Bahamas Lunch: DIY Poke Bowl

Food & Dining

Happy International Poke Day! 

September 28 is International Poke Day. Don’t worry, this day isn’t about going around and getting poked by people. International Poke Day celebrates a classic Hawaiian dish called poke! 

Poke is pronounced “poh-kay” and rhymes with okay. Its origins come from the islands of Hawaii. The word means “chunk” in Hawaiian and refers to the chunks of raw fish used in poke bowls. Traditionally aku (tuna) or octopus was used. These days you can find poke bowls with salmon, shellfish, cooked meats, and even tofu!

Classic poke consists of diced raw fish, sea salt, candlenut, and limu. In case you’re wondering, candlenuts are similar to macadamia nuts, and limu is a type of algae or seaweed. Current poke can be very creative. Look for toppings like pickled vegetables, fish eggs, green onions, fried garlic, avocado slices and all kinds of sauces. 

Celebrate International Poke Day by finding a restaurant that serves poke in your area, or try making it yourself!
================================
_What you will do_
A - Retype the passage of the poke article that begins with the words containing "Poke is pronounced" and ends with "and even tofu!".
B - Write what comes next in the article about International Poke Day, picking up after its final sentence.

_Natural language region descriptions_
================================
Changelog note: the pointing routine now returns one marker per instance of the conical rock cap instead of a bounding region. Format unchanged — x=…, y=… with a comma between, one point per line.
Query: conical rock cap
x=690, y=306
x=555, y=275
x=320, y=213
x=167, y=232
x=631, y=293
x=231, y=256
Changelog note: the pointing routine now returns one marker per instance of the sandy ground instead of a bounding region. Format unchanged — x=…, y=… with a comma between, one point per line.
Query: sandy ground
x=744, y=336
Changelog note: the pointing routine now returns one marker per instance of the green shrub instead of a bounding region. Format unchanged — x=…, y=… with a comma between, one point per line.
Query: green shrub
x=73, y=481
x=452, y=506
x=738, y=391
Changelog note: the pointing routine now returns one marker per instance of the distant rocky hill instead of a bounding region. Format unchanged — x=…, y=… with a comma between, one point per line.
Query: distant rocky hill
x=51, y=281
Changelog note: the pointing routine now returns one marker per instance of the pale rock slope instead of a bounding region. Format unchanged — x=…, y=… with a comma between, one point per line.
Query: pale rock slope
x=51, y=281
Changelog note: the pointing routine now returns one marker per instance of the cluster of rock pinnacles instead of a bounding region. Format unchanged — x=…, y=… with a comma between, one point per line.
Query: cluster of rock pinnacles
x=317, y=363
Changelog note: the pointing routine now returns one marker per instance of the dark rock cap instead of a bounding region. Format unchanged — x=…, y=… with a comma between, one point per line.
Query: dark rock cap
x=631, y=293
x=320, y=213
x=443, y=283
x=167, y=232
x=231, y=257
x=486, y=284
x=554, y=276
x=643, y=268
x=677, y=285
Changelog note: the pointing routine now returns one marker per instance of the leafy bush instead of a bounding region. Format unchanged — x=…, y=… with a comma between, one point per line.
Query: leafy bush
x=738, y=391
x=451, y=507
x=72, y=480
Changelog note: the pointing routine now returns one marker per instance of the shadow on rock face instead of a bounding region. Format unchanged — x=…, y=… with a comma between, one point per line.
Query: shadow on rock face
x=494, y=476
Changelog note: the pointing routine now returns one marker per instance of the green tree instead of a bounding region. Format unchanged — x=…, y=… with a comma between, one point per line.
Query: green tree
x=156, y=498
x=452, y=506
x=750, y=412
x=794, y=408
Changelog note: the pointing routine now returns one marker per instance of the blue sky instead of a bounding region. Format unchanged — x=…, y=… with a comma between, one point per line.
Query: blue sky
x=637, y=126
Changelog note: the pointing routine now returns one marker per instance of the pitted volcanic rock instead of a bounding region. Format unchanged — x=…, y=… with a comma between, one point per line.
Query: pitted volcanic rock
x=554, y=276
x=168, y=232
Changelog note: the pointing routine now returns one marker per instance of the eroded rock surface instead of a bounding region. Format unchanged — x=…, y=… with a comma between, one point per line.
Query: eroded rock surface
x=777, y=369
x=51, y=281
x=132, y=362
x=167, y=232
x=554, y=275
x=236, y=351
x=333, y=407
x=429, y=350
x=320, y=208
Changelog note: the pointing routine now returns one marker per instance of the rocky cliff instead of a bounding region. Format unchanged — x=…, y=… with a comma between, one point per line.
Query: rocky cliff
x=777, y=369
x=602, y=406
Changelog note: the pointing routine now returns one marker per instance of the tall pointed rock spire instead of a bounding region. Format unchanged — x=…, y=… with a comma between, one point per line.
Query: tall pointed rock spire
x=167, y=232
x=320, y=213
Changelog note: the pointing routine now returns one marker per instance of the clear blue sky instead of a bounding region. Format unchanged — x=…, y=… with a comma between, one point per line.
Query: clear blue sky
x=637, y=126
================================
_Answers in order_
A -
Poke is pronounced “poh-kay” and rhymes with okay. Its origins come from the islands of Hawaii. The word means “chunk” in Hawaiian and refers to the chunks of raw fish used in poke bowls. Traditionally aku (tuna) or octopus was used. These days you can find poke bowls with salmon, shellfish, cooked meats, and even tofu!

B -
We’re giving you a simple recipe to get you started. Use fresh, raw sushi-grade fish if you can find it. Mix it up and make it your own by using cooked seafood, grilled meat or crispy tofu. How you top your poke bowl is completely up to you too. Steamed edamame, pickled carrots, crispy onions and spicy mayo are some of our favorites.

Hawaiian Poke  

2 pounds fresh seafood or protein of your choice (cubed)
1 cup soy sauce
¾ cup green onions
2 T sesame seed oil
1 T toasted sesame seeds
1 T crushed red pepper (optional)
2 T finely chopped macadamia nuts


Combine all the ingredients and mix well. Refrigerate for at least 2 hours. 
Enjoy poke over warm sushi rice. Add a sprinkle of togarashi (Japanese seven spice) or some chopped nori if desired.